**Work required**
Your task is to write out exactly the lines of the listing below, from the first down to the line that holds "Where can the rippled".

*** Begin section ***

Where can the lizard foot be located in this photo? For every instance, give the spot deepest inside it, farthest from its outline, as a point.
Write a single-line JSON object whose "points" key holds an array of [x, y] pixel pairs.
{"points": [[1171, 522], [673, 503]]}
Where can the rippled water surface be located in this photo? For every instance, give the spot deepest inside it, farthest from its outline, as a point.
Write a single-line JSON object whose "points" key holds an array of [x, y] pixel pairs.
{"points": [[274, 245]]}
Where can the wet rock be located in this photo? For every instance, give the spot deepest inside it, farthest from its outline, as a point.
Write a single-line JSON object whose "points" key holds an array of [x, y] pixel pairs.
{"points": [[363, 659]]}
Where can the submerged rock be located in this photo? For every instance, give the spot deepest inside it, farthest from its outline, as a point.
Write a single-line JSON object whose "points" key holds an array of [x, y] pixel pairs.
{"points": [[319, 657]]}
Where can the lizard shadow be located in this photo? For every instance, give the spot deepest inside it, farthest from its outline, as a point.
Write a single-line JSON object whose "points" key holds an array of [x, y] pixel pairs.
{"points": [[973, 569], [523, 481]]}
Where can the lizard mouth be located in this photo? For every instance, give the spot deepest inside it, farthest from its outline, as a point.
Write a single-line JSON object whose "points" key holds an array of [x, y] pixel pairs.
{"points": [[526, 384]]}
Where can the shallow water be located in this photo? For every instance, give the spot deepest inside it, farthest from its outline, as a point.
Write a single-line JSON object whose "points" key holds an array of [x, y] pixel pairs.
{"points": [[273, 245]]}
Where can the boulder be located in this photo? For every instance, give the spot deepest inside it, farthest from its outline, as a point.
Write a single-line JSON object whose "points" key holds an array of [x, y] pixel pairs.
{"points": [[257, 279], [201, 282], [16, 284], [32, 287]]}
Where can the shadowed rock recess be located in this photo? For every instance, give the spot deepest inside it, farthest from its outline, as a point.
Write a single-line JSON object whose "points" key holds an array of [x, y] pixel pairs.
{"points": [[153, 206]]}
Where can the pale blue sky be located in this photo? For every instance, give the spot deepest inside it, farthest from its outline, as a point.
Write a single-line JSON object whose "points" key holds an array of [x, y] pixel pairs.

*** End section ***

**Response**
Where can the lizard foot be located in this photo? For every instance, give the spot deepest inside it, farthest from its outline, as a point.
Write a single-line JSON object whose "points" key holds an array of [x, y] pixel pairs.
{"points": [[1171, 522], [673, 503]]}
Where can the rippled water surface be located in this photo? For every instance, give the spot deepest inside it, farthest from its outline, as a point.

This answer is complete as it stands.